++++ TASK MATERIAL

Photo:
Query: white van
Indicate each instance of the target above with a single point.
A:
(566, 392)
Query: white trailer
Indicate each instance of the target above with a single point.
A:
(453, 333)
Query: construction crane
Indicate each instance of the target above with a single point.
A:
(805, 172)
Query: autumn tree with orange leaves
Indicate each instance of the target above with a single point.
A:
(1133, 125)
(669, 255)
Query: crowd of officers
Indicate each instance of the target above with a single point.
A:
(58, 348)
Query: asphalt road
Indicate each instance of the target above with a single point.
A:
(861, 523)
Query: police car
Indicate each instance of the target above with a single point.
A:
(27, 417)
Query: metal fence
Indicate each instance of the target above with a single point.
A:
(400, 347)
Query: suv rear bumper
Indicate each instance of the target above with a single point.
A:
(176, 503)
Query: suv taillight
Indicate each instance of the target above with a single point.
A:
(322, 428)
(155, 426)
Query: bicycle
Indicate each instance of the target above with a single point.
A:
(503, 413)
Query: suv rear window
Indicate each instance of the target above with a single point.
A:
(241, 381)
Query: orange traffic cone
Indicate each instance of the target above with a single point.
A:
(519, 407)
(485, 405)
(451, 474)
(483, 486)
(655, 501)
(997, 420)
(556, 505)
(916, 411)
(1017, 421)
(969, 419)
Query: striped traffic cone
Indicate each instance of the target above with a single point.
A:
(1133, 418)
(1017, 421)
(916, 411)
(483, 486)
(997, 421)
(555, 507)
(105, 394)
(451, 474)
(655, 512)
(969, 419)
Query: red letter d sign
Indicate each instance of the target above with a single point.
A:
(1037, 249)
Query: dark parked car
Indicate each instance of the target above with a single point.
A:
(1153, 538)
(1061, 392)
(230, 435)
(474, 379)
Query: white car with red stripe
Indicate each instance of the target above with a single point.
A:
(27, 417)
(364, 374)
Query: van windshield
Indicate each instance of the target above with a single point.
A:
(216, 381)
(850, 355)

++++++++

**EXERCISE DETAILS**
Switch every "traffic cone" in the data above to "road cone" and write out all the lines again, leaving everything else untouched.

**RIGHT ANSWER**
Photo:
Query: white van
Indicate each instance of the target above with a single point.
A:
(566, 392)
Query: white trailer
Indicate each instance of the target above with a single point.
A:
(453, 333)
Query: construction crane
Indicate each instance of the target above with a single point.
A:
(805, 172)
Query: autumn tree with orange leaves
Indicate each instance of the target above with a single point.
A:
(1133, 125)
(669, 255)
Query: crowd of officers
Indicate each instance of the target above with a single point.
A:
(58, 348)
Query: asphalt road
Indicate each instance of the target above with a single point.
A:
(861, 523)
Query: police car
Indicate each instance of the target above with a single point.
A:
(27, 417)
Query: metal fence
Indicate each instance of the target above with a single point.
A:
(400, 347)
Query: suv rear bumper
Indicate each instance of the target above with a single point.
A:
(176, 503)
Query: suv taillight
Indicate each instance of the target above with a single point.
A:
(322, 428)
(155, 426)
Query: bicycle
Indicate each instance of the target above with a single point.
A:
(503, 413)
Query: suv rear window
Indicate each instance of the target above with a single point.
A:
(241, 381)
Query: orange road cone
Indicate each instance of the target above with a single point.
A:
(519, 407)
(485, 405)
(451, 474)
(483, 486)
(655, 501)
(997, 420)
(556, 505)
(916, 411)
(1017, 421)
(969, 419)
Query: striped road cone
Indicate each instance of the target above with a single point.
A:
(1133, 418)
(1017, 421)
(916, 411)
(483, 486)
(997, 421)
(555, 507)
(105, 394)
(451, 474)
(655, 512)
(969, 419)
Query: red letter d sign
Indicate each instance of the target above with a single point.
A:
(1037, 249)
Query: dark parked car
Indicate each instance of the target above with a single point.
A:
(1153, 538)
(1061, 392)
(230, 435)
(474, 379)
Query: white car with red stripe
Indicate each instance of the target above with a single point.
A:
(27, 417)
(364, 374)
Query: van windshield
Indicate each instance of the target above with a single point.
A:
(216, 381)
(850, 355)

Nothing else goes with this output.